━━ Dataset excerpts ━━

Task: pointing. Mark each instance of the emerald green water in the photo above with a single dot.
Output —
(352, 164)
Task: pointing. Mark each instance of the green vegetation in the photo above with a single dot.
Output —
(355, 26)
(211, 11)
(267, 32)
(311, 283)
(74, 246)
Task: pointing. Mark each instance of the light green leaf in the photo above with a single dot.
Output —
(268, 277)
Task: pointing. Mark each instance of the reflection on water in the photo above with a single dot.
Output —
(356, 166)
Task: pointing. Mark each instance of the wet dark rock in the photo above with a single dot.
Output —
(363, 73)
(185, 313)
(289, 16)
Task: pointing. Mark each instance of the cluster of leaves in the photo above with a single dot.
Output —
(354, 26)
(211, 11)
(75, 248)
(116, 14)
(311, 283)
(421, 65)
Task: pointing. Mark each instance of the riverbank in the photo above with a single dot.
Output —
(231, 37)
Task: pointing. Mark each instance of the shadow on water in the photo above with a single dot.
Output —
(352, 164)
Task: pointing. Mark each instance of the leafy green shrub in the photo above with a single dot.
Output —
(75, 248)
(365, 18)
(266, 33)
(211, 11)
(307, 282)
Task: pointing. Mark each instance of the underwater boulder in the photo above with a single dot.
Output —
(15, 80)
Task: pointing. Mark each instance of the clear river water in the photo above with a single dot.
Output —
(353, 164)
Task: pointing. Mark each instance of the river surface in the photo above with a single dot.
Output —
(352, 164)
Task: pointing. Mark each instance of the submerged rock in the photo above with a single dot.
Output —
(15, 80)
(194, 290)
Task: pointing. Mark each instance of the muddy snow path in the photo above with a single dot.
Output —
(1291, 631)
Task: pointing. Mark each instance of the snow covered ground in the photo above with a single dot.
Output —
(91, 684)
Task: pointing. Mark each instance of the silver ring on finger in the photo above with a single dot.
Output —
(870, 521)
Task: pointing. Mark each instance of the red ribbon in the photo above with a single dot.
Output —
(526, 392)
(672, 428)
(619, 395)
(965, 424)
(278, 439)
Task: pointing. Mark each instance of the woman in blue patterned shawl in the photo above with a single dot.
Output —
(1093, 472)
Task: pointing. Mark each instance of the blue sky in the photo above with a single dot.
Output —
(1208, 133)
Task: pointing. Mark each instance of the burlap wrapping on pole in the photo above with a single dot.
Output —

━━━

Could you give the number of lines in the data above that contain the string "snow", with no other words?

**Solution for this task**
2